___ DATA EXTRACTS

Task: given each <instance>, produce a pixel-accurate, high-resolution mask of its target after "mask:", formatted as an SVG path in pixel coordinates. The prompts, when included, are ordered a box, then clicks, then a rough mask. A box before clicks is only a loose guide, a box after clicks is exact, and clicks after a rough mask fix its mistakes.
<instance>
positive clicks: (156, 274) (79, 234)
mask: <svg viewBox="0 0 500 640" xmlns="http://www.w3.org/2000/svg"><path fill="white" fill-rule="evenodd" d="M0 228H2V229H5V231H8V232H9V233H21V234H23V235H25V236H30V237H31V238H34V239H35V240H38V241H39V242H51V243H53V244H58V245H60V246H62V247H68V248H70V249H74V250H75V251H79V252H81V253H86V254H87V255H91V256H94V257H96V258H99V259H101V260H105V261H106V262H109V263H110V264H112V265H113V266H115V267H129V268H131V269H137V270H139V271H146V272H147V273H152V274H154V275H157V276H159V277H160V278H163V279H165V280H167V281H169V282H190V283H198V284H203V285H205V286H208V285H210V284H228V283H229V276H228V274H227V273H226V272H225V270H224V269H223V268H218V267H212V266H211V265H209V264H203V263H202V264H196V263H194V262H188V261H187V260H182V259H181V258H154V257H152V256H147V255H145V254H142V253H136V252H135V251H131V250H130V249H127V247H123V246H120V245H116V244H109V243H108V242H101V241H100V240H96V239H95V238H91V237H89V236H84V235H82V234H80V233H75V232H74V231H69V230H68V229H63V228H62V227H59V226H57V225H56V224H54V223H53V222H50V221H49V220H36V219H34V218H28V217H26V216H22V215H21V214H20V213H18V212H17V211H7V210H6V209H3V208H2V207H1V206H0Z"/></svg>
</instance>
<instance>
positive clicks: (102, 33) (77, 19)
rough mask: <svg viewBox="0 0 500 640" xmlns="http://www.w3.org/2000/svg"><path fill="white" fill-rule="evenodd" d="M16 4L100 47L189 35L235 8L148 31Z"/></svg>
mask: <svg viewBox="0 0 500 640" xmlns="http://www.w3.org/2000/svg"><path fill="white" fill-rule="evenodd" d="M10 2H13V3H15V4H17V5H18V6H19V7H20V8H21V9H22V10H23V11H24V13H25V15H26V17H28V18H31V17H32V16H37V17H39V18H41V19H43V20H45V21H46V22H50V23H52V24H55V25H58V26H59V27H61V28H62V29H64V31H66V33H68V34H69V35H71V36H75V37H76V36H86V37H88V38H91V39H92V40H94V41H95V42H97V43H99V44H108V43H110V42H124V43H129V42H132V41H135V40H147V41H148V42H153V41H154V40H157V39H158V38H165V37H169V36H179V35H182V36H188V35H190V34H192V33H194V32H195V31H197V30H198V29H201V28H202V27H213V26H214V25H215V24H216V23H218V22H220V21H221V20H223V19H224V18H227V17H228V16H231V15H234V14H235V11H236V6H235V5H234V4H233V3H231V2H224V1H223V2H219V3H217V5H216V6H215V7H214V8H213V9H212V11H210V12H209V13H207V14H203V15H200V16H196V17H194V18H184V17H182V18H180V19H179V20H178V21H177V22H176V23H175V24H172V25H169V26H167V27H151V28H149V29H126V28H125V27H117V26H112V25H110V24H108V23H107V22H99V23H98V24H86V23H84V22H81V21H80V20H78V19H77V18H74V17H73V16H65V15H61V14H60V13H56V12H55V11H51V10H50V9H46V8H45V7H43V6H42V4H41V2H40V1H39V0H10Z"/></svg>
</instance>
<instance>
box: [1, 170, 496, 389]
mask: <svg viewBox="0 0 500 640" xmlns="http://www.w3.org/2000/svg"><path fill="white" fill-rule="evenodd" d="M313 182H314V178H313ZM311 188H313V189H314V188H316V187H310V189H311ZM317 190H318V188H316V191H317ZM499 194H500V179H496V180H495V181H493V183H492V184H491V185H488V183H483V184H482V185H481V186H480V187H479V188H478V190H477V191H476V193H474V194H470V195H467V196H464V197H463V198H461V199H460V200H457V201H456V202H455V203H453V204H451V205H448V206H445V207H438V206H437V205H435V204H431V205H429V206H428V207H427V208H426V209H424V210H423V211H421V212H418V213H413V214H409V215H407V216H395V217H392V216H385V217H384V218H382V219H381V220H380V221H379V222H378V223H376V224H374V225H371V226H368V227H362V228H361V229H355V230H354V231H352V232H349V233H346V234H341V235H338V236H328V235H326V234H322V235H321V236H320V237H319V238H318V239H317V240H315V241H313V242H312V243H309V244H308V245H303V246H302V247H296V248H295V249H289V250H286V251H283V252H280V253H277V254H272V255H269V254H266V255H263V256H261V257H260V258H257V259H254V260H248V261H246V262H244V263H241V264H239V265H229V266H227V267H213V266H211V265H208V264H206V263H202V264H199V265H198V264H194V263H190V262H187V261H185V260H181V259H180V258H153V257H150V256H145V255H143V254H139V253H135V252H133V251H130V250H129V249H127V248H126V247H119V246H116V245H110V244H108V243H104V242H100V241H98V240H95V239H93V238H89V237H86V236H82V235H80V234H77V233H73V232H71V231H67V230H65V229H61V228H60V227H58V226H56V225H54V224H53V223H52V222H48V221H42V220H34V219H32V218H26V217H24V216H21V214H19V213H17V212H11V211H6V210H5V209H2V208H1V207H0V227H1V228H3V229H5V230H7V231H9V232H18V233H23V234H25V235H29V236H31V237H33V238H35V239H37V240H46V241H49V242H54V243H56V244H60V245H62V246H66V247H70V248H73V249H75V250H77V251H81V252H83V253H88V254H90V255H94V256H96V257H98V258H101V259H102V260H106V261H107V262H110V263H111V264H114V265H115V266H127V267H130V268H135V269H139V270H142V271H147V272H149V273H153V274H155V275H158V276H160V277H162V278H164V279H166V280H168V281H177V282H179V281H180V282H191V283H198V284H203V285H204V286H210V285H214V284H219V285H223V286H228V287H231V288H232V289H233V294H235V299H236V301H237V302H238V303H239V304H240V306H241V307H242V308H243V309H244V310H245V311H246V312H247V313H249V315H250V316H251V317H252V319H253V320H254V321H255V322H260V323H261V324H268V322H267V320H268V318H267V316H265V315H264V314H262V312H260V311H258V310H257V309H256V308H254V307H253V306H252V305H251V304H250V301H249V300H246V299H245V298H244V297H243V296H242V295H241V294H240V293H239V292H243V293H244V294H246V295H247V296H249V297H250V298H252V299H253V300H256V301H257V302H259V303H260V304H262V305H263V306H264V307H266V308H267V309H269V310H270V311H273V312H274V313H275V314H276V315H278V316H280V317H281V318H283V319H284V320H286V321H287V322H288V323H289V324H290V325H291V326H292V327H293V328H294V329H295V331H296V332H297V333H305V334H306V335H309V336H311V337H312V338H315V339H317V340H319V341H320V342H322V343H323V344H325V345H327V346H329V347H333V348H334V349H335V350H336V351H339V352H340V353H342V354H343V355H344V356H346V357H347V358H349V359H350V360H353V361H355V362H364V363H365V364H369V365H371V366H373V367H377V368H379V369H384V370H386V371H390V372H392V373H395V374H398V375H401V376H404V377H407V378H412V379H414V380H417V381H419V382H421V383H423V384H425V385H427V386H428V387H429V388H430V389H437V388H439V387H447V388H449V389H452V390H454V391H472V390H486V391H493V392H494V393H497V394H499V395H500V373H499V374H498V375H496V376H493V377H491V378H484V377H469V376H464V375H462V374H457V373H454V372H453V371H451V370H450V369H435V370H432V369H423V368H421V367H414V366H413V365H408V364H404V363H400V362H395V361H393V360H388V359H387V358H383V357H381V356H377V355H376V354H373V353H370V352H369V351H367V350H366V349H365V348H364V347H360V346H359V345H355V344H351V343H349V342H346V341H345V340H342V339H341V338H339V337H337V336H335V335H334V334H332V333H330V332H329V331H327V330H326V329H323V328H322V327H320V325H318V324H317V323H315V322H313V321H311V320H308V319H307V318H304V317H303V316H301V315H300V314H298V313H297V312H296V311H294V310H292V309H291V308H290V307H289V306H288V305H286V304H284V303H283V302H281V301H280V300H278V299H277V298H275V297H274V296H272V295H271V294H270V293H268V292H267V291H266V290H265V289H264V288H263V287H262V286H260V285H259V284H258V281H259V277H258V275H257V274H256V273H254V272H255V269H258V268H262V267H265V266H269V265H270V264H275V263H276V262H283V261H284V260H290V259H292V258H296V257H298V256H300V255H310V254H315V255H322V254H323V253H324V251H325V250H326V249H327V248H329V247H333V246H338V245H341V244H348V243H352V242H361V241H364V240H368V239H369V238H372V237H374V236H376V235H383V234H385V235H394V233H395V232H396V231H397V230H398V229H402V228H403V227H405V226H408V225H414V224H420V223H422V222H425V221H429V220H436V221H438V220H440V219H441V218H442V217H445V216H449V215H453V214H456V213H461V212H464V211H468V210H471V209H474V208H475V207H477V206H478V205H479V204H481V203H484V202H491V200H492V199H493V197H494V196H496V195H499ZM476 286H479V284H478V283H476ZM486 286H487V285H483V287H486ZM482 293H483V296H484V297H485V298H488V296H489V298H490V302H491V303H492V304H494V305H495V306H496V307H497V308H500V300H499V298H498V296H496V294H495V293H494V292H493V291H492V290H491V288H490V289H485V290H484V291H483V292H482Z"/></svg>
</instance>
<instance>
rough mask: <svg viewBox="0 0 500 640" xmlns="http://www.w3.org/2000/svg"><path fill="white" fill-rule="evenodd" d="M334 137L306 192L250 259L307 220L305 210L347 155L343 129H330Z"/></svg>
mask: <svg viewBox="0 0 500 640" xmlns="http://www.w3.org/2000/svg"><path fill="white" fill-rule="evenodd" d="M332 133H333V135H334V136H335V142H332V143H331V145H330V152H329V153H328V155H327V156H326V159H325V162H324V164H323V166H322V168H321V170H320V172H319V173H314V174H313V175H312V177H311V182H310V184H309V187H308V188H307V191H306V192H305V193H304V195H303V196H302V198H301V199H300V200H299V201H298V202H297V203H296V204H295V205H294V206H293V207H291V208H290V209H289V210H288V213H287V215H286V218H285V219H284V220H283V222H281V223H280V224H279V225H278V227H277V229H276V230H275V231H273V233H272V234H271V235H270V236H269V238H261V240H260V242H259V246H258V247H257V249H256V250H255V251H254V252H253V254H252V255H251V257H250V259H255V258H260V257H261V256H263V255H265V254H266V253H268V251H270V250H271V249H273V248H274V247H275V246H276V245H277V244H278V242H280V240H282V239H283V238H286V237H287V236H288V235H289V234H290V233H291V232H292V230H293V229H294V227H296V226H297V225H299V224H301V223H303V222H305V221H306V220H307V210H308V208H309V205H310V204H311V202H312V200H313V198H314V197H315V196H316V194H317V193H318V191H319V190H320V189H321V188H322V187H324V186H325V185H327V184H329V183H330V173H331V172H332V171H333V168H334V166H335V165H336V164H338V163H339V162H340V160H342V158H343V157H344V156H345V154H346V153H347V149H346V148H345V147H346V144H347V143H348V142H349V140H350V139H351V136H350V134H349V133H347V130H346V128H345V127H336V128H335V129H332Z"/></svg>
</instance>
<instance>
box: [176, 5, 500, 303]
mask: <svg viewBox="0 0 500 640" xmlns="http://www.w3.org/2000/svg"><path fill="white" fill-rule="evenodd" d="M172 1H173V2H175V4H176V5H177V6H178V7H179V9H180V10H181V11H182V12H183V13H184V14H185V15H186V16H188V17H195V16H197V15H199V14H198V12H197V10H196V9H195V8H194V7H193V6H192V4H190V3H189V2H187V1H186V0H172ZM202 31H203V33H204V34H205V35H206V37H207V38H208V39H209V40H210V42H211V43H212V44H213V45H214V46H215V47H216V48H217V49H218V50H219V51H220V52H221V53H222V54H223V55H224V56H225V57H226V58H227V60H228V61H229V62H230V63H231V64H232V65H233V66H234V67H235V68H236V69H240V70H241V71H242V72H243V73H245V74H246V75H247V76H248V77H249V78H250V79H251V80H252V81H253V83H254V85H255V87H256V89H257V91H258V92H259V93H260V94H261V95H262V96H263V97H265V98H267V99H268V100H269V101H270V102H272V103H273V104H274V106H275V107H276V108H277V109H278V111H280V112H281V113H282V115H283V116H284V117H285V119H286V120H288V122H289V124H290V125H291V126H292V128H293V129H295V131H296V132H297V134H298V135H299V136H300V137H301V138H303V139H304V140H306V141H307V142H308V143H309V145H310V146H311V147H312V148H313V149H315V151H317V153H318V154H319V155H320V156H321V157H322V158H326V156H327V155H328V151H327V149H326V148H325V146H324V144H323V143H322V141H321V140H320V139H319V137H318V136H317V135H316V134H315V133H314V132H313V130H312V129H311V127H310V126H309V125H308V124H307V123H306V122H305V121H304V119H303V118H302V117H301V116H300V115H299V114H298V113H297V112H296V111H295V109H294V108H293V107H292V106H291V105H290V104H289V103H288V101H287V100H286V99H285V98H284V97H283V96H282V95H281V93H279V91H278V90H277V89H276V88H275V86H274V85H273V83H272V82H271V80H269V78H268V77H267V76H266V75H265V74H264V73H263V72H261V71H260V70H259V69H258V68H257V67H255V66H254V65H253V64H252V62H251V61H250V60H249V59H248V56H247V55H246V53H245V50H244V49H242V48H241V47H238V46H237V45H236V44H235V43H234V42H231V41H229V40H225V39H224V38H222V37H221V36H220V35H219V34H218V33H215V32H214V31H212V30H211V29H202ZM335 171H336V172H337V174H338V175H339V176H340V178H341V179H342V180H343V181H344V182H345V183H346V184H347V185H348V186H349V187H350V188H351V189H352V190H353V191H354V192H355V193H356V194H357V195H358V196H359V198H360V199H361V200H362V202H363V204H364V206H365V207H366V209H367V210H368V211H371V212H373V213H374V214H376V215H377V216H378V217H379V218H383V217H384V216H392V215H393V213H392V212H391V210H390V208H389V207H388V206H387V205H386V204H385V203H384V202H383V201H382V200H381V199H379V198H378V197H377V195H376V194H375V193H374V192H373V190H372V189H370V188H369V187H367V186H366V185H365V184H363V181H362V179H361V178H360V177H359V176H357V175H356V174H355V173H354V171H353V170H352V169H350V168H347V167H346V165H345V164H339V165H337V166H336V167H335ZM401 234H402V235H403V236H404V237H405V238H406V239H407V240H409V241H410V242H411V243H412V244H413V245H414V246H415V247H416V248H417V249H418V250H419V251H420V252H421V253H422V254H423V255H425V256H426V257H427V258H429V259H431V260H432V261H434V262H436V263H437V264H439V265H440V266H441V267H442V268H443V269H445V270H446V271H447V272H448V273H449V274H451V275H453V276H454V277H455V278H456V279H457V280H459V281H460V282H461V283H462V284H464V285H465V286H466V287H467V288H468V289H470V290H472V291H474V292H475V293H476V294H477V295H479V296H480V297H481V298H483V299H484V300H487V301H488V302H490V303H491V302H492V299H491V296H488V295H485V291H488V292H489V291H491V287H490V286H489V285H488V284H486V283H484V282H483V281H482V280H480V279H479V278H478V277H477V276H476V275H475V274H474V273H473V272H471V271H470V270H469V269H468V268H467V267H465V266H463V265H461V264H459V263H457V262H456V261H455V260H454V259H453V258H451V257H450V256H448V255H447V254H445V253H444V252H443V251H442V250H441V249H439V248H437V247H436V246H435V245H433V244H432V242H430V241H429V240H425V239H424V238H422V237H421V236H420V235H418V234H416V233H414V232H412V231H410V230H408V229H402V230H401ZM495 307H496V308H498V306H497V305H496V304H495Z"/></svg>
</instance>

______

**EXERCISE OBJECTIVE:**
Out of the preceding entries, pull every line containing the string "rough".

**WORKED SOLUTION:**
Task: given each <instance>, produce a pixel-accurate, high-resolution mask of its target after "mask:", formatted as an SVG path in pixel coordinates. The prompts, when included, are ordered a box, then clicks, then a rough mask. A box before clicks is only a loose guide, a box after clicks is exact, and clicks after a rough mask fix its mistakes.
rough mask: <svg viewBox="0 0 500 640" xmlns="http://www.w3.org/2000/svg"><path fill="white" fill-rule="evenodd" d="M16 4L100 47L189 35L235 8L148 31Z"/></svg>
rough mask: <svg viewBox="0 0 500 640" xmlns="http://www.w3.org/2000/svg"><path fill="white" fill-rule="evenodd" d="M334 137L306 192L250 259L307 220L305 210L347 155L343 129H330Z"/></svg>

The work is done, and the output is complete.